Texte fourni:

Cherchant à s’extraire d’un « milieu », régulé par des pratiques et des codes, cette dynamique d’organisation fût diffuse. L’autonomie, c’est non seulement la densification des liens par le dialogue et la pratique, mais la transmission de nos pratiques, l’articulation stratégique de nos formes de luttes avec celles d’autres composantes du mouvement révolutionnaire.
C’est cette même logique qui s’est exprimée lors des révoltes qui ont fait suite au viol de Théo par des policiers. Il s’y est vu une composition entre jeunes des centres-villes et jeunes des quartiers populaires, un partage réciproque de l’émeute et des savoirs. Cela n’est pas suffisant, mais laisse entrevoir des brèches pour connecter des mondes qui jusqu’à présent se regardaient de loin sans jamais se rencontrer.
Brouiller les identités pour se mouvoir. Partager des savoirs pour en faire un usage collectif. Accroître notre force. Nuire aux dispositifs d’anéantissement de la révolte que sont les manifestations syndicales en lui donnant un caractère festif et offensif. Pour un cortège de tête offensif, pour l’autonomie diffuse, multiplions la subversion, pensons au Nous.

Détails de la tâche: Reprenez, s'il vous plaît, le texte sur l'autonomie diffuse et le cortège de tête à partir de sa dernière phrase, et poursuivez-le. Les enregistrements n'ont aucun rôle à jouer ici.

Enregistrements bruts:

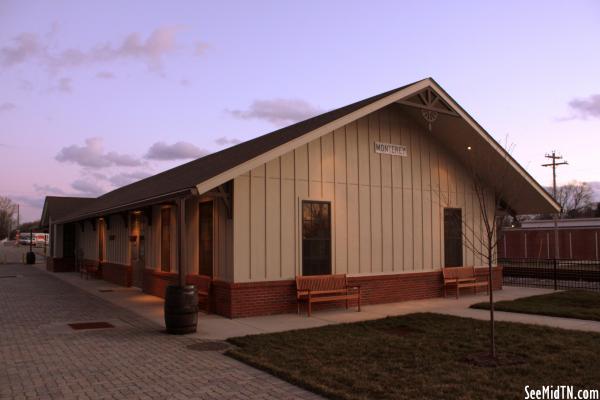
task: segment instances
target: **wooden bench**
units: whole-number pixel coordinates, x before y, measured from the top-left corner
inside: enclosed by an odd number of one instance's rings
[[[477,294],[477,288],[485,286],[489,292],[487,281],[477,281],[475,277],[475,267],[446,267],[442,269],[444,274],[444,297],[446,297],[446,288],[448,286],[456,287],[456,298],[461,288],[472,287]]]
[[[212,284],[212,278],[207,275],[198,275],[194,277],[194,285],[196,285],[196,291],[198,292],[198,305],[200,305],[200,299],[206,301],[206,313],[210,314],[210,286]]]
[[[298,315],[300,315],[301,302],[307,304],[309,317],[312,303],[345,300],[346,309],[348,309],[348,301],[357,300],[358,311],[360,311],[360,286],[348,286],[345,274],[297,276],[296,299],[298,302]]]

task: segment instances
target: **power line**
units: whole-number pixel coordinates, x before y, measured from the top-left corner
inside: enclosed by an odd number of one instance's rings
[[[556,160],[562,160],[562,156],[556,154],[555,150],[552,150],[552,154],[546,154],[544,157],[552,159],[550,164],[542,164],[542,167],[552,167],[552,196],[556,199],[556,168],[560,165],[568,165],[567,161],[561,161],[559,163]],[[557,200],[558,201],[558,200]]]
[[[562,156],[556,154],[555,150],[552,150],[552,154],[546,154],[546,158],[550,158],[552,160],[549,164],[542,164],[542,167],[552,167],[552,196],[554,200],[558,202],[556,198],[556,168],[560,165],[568,165],[567,161],[556,162],[556,160],[562,160]],[[562,212],[562,207],[561,207]],[[556,259],[560,256],[559,254],[559,245],[558,245],[558,214],[554,214],[554,262],[556,263]],[[556,282],[554,285],[554,289],[556,290]]]

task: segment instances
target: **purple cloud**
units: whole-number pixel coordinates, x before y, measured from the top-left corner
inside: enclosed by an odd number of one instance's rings
[[[61,188],[52,185],[38,185],[37,183],[33,184],[33,189],[36,193],[43,194],[45,196],[48,195],[56,195],[56,196],[64,196],[66,192]]]
[[[17,108],[16,105],[14,105],[13,103],[2,103],[0,104],[0,113],[1,112],[6,112],[6,111],[11,111],[14,110],[15,108]]]
[[[123,59],[139,60],[152,70],[160,70],[162,58],[176,50],[178,26],[163,26],[144,38],[138,32],[128,34],[120,44],[97,44],[89,50],[67,48],[54,51],[48,39],[24,32],[13,38],[11,46],[0,48],[0,64],[6,67],[35,60],[51,70]],[[197,50],[196,50],[197,51]]]
[[[286,125],[302,121],[323,111],[300,99],[254,100],[247,110],[230,110],[241,119],[263,119],[275,125]]]
[[[111,176],[110,178],[108,178],[108,181],[114,186],[121,187],[147,178],[150,175],[152,174],[146,171],[122,172]]]
[[[100,71],[96,74],[96,78],[98,78],[98,79],[115,79],[116,76],[112,72]]]
[[[196,147],[188,142],[177,142],[173,144],[156,142],[150,146],[145,158],[151,160],[183,160],[202,157],[208,153],[207,150]]]
[[[63,93],[71,93],[73,91],[73,86],[71,85],[71,78],[60,78],[58,80],[58,85],[56,86],[56,90]]]
[[[12,66],[39,57],[45,52],[45,46],[40,43],[35,33],[24,32],[13,38],[13,46],[0,49],[0,62]]]
[[[87,179],[76,179],[71,183],[71,187],[86,196],[98,197],[104,192],[103,188]]]
[[[585,99],[573,99],[569,102],[569,106],[578,118],[600,118],[600,94]]]
[[[242,141],[239,139],[229,139],[226,136],[222,136],[218,139],[215,140],[215,143],[218,144],[219,146],[233,146],[234,144],[238,144],[241,143]]]
[[[60,162],[72,162],[82,167],[104,168],[110,166],[137,167],[143,161],[128,154],[114,151],[105,153],[102,138],[92,137],[85,140],[84,146],[63,147],[55,159]]]

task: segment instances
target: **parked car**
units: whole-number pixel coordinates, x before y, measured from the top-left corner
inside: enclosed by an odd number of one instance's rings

Résultat final:
Aujourd’hui, la guerre sociale
Aujourd’hui, la guerre sociale menée par le gouvernement de technocrates sous l’égide de Saint Macron ne laissera personne indemne. Nous voyons bien que partout les emplois sont précarisés rendant l’inconfort du travail toujours plus pénible. L’État dit ‘social’ meurt petit à petit, ce qui se traduit par des baisses constantes des aides, les migrants refoulés et renvoyés chez leurs bourreaux, les facultés menacées de devoir sélectionner aux entrées, pendant que les bourges voient leurs impôts diminuer. Une chose est sûre, Macron va bel et bien redresser la France et pour cela c’est la plèbe qu’il veut écraser.
Oui, l’autonomie est une force conséquente ! Nous sommes nombreux et on a pu le constater notamment lors du sommet contre le G20, mais aussi lors des différents événements à la ZAD de Notre-Dame-des-Landes, des mobilisations contre les violences policières ou encore lors de l’opposition à la mascarade présidentielle prenant des formes variées selon les villes. Il ne tient qu’à nous de développer nos réseaux pour s’accorder sur des dates communes, partager les tâches nécessaires pour occuper des facultés, aider les lycéens face à la police lors des blocages, et d’opérer des rapprochements avec les travailleurs pour proposer une aide matérielle concrète qui se traduit par des tunes pour faire grève, de la bouffe et des bras pour aider sur les points de blocage économique.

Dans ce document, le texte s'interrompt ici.